▶ **OBIETTIVO**:
Prosegui il testo sul convento di Alsike e l'accoglienza dei profughi, riprendendo subito dopo la sua ultima frase.

▶ **TESTO DI PARTENZA**:
-=-=-=-=-

Da questo punto di vista adesso syster Karin e Rose, novizia, sono più tranquille perché hanno acquistato una certa notorietà in Svezia, giornali e televisione si sono interessati a loro, nel 2014 hanno ricevuto un premio da parte del quotidiano nazionale Aftonbladet, e la loro attività prosegue, come testimonia senza equivoci il cartello che da anni accoglie i visitatori di Alsike: «Convento di Alsike, rifugio per profughi in stato di necessità (Mt 25,35)»
Cartello al convento di Alsike
Il cartello che si trova all'ingresso del convento: «Il convento di Alsike è rifugio per profughi in situazione di emergenza»

Storie di pace, storie di riscatto

Nei racconti di syster Karin non c’è alcuna ombra, alcun rimpianto o fatica. A domanda, ammette che ci sono state delle difficoltà, ma la bellezza è stata sempre più grande: «durante la guerra in Libano ospitavamo contemporaneamente rappresentanti di tutte le parti in conflitto, e qui vivevano in pace».
La pace che si respira qui non è la pace silenziosa e ordinata dei conventi a cui siamo abituati, ma la pace possibile tra popoli diversi che dall’Africa, dal Medio Oriente e dall’Europa mettono insieme il loro desiderio di vita, di una vita dignitosa e sicura, libera da paure.

-=-=-=-=-

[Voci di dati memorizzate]
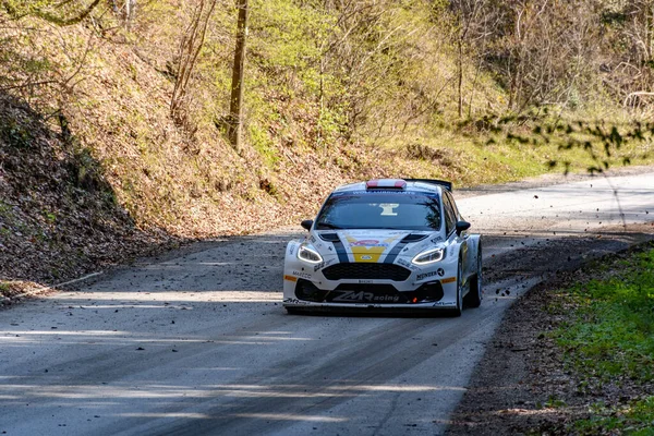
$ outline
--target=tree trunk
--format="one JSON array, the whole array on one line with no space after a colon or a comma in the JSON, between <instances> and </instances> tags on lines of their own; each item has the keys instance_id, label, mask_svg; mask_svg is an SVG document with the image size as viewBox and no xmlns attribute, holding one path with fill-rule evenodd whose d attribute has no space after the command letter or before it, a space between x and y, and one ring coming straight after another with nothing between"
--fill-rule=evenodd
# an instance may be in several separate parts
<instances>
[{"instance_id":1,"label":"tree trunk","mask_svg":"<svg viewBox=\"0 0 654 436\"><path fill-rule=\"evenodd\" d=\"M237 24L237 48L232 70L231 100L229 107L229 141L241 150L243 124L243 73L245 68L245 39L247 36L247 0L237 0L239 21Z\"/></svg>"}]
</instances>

-=-=-=-=-

▶ **RISULTATO DELL'ESERCIZIO**:
Tanti i bambini e le bambine ospitati negli anni: alcuni sono ormai adulti, e studiano ad Uppsala per diventare medici o avvocati.
Prima della nostra partenza, syster Karin ci mostra un plastico: è il villaggio che sorgerà intorno al convento, piccole case per famiglie e per studenti «che possano vivere qui, condividere con noi, prendersi cura dell’orto e degli animali, e garantire che l’accoglienza continui. I fondi per fare tutto questo non ci sono ancora, ma ho fiducia che arriveranno!»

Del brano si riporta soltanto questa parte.